Excerpt
Pilgrimage
1 Rosa
Many of us who have an interest in our families’ immigrant pasts have visited the port or the town where our forebears arrived, lived, worked, and struggled. We try to imagine the day of their arrival, the weather, the smell, the crowds, the anxiety. I have wandered the streets of Boston looking at the same sights my Irish maternal relatives must have seen; I have wondered what they must have felt when they read signs that said irish need not apply.
I have also walked through the rambling homestead of my German-Irish paternal forebears, a place nested in the rolling hills of Union Mills, Maryland, alongside a rushing creek that powered a gristmill employing generations of Shrivers. I wondered how they came to such a site, and how they survived the Battle of Gettysburg just a few miles up the road—how Shrivers fought on both sides of that bloody conflict yet somehow remained a united family for generations to come.
Argentina has a great deal in common with the United States of America in this way—millions upon millions of Europeans made the long, stormy voyage there in search of a better life. In the case of Pope Francis, his paternal grandparents, Rosa and Giovanni, came accompanied by their only child, Mario.
Like most families whose ancestors immigrated to the country where we live now, the Bergoglio family has its myths and amazing stories. Indeed, the Bergoglios almost didn’t live to see Argentina. The family had purchased steerage tickets on a ship, the Principessa Mafalda, which sank off the coast of Brazil, killing three hundred fourteen people. They exchanged those tickets only because there was a delay in selling their coffee shop in Turin, Italy.
The ship on which they did embark, the Giulio Cesare, docked in Buenos Aires on January 25, 1929, in the thick of the South American summer. Rosa and her family disembarked alongside hundreds of other Italians seeking a better life in America, albeit not the North America of Ellis Island fame. The heat and humidity did not daunt this mythic grandmother, however, and she kept her fox-fur coat tightly wrapped about her ample flesh while she waited in line. The family’s entire net worth, generated from the sale of the coffee shop, was stitched into the lining of that winter coat.
Rosa was born into a peasant family in Val Bormida in northern Italy in 1884. On August 20, 1907, she married Giovanni, and they settled in Asti, in the Piedmont region of northwestern Italy. Their son, Mario, was born in 1908. Giovanni fought in World War I before they moved to Turin in 1920, where they ran the coffee shop that helped put Mario through school so he could become an accountant at the Bank of Italy.

§ **Record excerpts**
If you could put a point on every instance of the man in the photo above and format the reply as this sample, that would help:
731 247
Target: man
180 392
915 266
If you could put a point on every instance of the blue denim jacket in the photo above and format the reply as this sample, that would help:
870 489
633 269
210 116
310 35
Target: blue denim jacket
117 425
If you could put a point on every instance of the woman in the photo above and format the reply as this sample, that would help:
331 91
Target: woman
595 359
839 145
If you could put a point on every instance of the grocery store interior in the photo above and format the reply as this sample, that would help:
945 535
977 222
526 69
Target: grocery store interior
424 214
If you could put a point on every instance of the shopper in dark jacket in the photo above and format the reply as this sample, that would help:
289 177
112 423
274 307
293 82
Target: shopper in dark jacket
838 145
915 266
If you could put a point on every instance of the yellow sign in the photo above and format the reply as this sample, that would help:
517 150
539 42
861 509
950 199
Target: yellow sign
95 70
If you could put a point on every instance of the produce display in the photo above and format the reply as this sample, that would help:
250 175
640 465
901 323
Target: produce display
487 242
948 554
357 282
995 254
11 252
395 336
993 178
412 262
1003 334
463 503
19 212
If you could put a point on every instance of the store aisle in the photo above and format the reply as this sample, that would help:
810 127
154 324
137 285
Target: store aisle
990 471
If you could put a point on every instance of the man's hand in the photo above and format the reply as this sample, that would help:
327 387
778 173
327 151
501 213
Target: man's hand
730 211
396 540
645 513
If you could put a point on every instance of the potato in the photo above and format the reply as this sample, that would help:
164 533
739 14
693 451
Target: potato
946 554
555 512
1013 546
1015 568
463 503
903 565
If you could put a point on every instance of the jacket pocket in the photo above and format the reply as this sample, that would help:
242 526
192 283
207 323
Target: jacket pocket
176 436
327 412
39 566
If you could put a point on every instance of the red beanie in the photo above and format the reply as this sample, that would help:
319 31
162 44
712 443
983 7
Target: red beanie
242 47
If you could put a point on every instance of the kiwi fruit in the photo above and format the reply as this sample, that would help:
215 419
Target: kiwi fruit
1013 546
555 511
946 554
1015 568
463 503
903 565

§ **Request 1**
In the excerpt about the Bergoglio family's journey to Argentina, what was stitched into the lining of Rosa's fox-fur coat?
§ **Request 2**
Extend the excerpt about the Bergoglio family's journey to Argentina, picking up right after its final sentence.

§ **Expected answer 1**
The family's entire net worth, which came from the sale of the coffee shop.

§ **Expected answer 2**
During the 1920s, Rosa protested against Benito Mussolini as a member of Acción Católica, or Catholic Action. In a letter written while he was in exile in Córdoba in 1990, Bergoglio wrote that his grandmother “would give talks everywhere.” He also recalled that his “grandmother said things that did not sit well with the politics of her time. Once they closed the hall where she was to give her talk so she gave it in the street standing on a table.”
With unrest at home, with Italy’s economy in ruins, and with Argentina’s economy booming—and the very real feeling that another world war was fast approaching—Rosa and Giovanni traveled across the Atlantic Ocean with Mario.
Despite its distance from home, Rosa must have found Argentina familiar, for it was swarming with Italian immigrants. The economy was based on the export of raw materials, agricultural products, wool, and, of course, beef, and Jorge’s grandparents had come not out of desperation, the way many Irish and Italians came to America, but rather to get in on the boom. Giovanni already had three brothers living in Paraná, where they had set up a successful paving company, so the family headed there immediately.
Another reason it must have felt familiar was the strong presence of an order of Catholic priests called the Salesians of Don Bosco. Saint John Bosco, often referred to as Don Bosco, was born in the Piedmont region in 1815. Fr. Joseph Boenzi, a Salesian of Don Bosco and professor of theology at the Dominican School of Philosophy and Theology, told me:
Don Bosco chose Francis de Sales—a late sixteenth / early seventeenth century saint known for patience and gentleness—as a model for his work among the poorest and most marginalized immigrant young people who were otherwise neglected at best, and exploited at worst, in Turin during the middle of the 1800s. The Salesian Society, also called the Salesians of Don Bosco, continues his work in one hundred and thirty-three countries. Argentina has a long Salesian tradition, as Don Bosco sent his spiritual sons and daughters there in 1875.
In that letter he wrote from Córdoba in 1990, Bergoglio recalled that his father had befriended many Salesian priests while he lived in Italy and was a “part of the ‘Salesian family.’ ” When Mario arrived in Paraná, he went to work for his uncles as the company accountant. According to Bergoglio, his dad “moved between Paraná, Santa Fe, and Buenos Aires. When he arrived in Buenos Aires he stayed with the Salesians on Solis Street, and it was while he was there that he met Father [Enrico] Pozzoli, who immediately became his confessor. He joined the group of young men that were close to Father Pozzoli and it was there that he met my mother’s brothers and, as a result, my mother.”
Mario met Regina Maria Sivori, an Argentine whose family was originally from Italy, at mass. They were married twelve months later, on December 12, 1935, and just twelve months after that, Jorge Mario Bergoglio was born, on December 17, 1936. He was baptized eight days later, on December 25, 1936, by Pozzoli. Jorge was followed by a brother, Oscar, a sister, Marta, another brother, Alberto, and finally another sister, Maria Elena.
Bergoglio recalls being raised in such a devout Catholic family that not only did the family say the rosary before dinner, but they also had their priest as a frequent guest for meals. Pozzoli was not only responsible for introducing Mario and Regina but also played a critical role in the family’s financial, educational, and spiritual histories. Bergoglio called him “the spiritual father of the family.”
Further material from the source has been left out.